• Excerpt provided:
Direct access to the Exchange is available to Access Participants at an Internet Protocol (“IP”) address by one or more of the following methods: (i) electronic access at the Exchange’s IP network address by the Access Participant’s own software, via communications that are compliant with the Financial Information Exchange (“FIX”) protocol application programmer interface (“API”) provided by the Exchange; (ii) electronic access at the IP network address maintained by the Exchange by the Access Participant’s own software that is compliant with the API provided by the Exchange; or (iii) other means of access provided from time to time by the Exchange.

Access Participants provide a unique IP address to the Exchange for each requested connection, and the Exchange then configures its routers to only allow access from the Access Participant’s IP address to a dedicated IP address on the Exchange’s order handling network. In this way, only authorized Access Participants can gain access to BATS via registered physical IP addresses.

Named object pointing entries
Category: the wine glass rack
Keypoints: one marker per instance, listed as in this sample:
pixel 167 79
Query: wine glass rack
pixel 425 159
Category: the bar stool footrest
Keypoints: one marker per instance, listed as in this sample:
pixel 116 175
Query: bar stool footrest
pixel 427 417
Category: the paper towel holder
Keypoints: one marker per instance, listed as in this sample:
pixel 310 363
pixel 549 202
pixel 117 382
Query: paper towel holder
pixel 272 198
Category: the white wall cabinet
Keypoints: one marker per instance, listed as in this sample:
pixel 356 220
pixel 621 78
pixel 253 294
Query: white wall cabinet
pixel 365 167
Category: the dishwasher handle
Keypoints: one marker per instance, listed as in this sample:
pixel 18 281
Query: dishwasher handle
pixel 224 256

...

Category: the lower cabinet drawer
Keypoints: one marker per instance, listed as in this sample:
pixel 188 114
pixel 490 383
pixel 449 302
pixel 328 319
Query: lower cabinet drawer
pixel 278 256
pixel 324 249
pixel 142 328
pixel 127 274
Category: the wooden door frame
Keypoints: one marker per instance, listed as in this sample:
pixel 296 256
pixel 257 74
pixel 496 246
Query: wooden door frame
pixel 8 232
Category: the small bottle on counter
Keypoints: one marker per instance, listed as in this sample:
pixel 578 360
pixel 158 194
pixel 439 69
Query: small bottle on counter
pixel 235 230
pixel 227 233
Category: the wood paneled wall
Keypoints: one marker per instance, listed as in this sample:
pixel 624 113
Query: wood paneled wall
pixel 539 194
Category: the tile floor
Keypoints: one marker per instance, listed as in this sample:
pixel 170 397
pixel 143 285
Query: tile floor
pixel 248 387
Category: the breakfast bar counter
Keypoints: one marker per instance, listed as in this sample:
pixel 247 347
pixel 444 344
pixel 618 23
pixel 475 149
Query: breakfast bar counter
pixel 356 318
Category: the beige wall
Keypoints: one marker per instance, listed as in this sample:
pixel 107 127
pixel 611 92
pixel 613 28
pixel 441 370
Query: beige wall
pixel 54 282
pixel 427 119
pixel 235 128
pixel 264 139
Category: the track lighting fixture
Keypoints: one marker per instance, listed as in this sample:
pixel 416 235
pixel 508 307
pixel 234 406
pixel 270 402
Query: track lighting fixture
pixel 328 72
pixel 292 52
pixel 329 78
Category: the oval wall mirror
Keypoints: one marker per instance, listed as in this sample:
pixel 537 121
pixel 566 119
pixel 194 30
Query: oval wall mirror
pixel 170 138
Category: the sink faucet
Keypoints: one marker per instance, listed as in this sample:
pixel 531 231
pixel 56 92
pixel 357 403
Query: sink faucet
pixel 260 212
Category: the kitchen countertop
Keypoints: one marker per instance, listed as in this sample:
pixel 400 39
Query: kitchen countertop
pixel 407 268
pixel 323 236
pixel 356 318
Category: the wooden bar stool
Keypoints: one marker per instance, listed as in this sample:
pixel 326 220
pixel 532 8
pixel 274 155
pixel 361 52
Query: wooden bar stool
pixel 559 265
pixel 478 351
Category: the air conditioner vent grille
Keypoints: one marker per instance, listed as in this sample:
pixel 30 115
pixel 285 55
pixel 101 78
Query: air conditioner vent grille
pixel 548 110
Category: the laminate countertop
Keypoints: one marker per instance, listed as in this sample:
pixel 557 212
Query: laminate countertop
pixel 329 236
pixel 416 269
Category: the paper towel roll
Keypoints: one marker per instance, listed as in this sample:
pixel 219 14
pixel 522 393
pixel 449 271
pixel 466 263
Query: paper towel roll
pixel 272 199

---

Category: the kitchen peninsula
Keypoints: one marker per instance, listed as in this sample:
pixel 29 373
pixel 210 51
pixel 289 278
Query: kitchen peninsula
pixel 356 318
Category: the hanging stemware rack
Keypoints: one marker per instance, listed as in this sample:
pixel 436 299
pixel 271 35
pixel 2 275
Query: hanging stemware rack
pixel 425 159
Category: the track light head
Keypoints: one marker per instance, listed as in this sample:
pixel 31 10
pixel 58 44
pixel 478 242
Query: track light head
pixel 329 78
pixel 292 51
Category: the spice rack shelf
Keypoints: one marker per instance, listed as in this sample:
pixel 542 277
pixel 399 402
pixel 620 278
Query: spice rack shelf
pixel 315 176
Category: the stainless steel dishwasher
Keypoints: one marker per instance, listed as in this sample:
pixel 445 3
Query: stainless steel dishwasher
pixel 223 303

• Required work:
**A.** Answer these from the exchange-access excerpt:
(i) With what protocol's API must the Access Participant's communications comply under method (i)?
(ii) What does an Access Participant provide to the Exchange for each requested connection?
(iii) Access from the Access Participant's IP address is allowed to what destination?
**B.** Repeat the part of the exchange-access excerpt between "Access Participants provide" and "physical IP addresses.", inclusive.

• Full answers:
**A.**
(i) The Financial Information Exchange ("FIX") protocol.
(ii) A unique IP address.
(iii) A dedicated IP address on the Exchange's order handling network.

**B.**
Access Participants provide a unique IP address to the Exchange for each requested connection, and the Exchange then configures its routers to only allow access from the Access Participant’s IP address to a dedicated IP address on the Exchange’s order handling network. In this way, only authorized Access Participants can gain access to BATS via registered physical IP addresses.